● **Written task 1**:
Answer these questions using the Samhain text, one answer per line, marked like the questions:
(a) What is Samhain often seen as?
(b) What two ages of child does the text mention when it says families can celebrate together?
(c) What does the writer remember waking up to for breakfast as a child?
● **Written task 2**: Condense the paragraph in the Samhain text that begins "For Pagan parents, learning how to share" while keeping its main points.
● **Written task 3**: Reproduce the Samhain text word for word between "Samhain is a" and "to celebrate together.", inclusive.
::: Provided text :::
Celebrating Samhain with Children: Cooking, Crafts, Nature, and Dress-Up for Pagan Families

Samhain, the ancient Celtic festival marking the end of the harvest and the beginning of winter, is one of the most sacred Sabbats on the Wheel of the Year. Often seen as the Pagan New Year, it’s a time to honour ancestors, reflect on the cycles of life and death, and embrace the thinning veil between worlds.

For Pagan parents, learning how to share these concepts with our children in a deep and meaningful, yet also age appropriate, way can sometimes be confusing.  Although rooted in lore and history, our Samhain celebrations and traditions are deeply personal, borne of our lived experiences and our perceptions of the world around us.  This is what makes parenting, and family dynamic, so utterly unique and individualised. 

Samhain is a beautiful opportunity to connect children with these rich traditions through cooking, crafts, nature, and imagination. Whether your child is a toddler or a tween, there are many fun and meaningful ways to celebrate together.

 Magical Kitchen Time: Cooking and Baking

Any holiday celebration, for me, begins with food!  I love planning the menu, shopping, preparing and sharing recipes with family and friends.  And allowing children to participate in this blessed ritual not only teaches life skills but also, builds beautiful memories that last through the ages.  Some of my best memories as a child revolve around waking up to cinnamon rolls for breakfast and later, helping to prepare Thanksgiving or Christmas dinner in the kitchen.
::: Provided data :::
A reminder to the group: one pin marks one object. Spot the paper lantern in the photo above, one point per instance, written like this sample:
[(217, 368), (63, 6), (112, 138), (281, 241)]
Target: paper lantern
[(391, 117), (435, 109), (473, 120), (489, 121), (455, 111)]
:::
● **Finished answer 1**:
(a) The Pagan New Year.
(b) A toddler or a tween.
(c) Cinnamon rolls.

● **Finished answer 2**: Pagan parents can find it confusing to share these ideas with their children in a way that is meaningful yet age appropriate. Samhain traditions are rooted in lore and history, but they are also deeply personal, shaped by lived experience and how each family perceives the world. That makes every family's approach unique.

● **Finished answer 3**:
Samhain is a beautiful opportunity to connect children with these rich traditions through cooking, crafts, nature, and imagination. Whether your child is a toddler or a tween, there are many fun and meaningful ways to celebrate together.